▶ [Given exercise]: Provide the data again in its entirety, exactly as given.

-- Records for the exercise start --

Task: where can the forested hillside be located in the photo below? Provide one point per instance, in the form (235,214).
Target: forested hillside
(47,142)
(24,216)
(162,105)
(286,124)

-- Records for the exercise end --

▶ [Solution for this task]:
Task: where can the forested hillside be located in the photo below? Provide one point per instance, in the form (235,214).
Target: forested hillside
(47,142)
(24,216)
(162,105)
(286,124)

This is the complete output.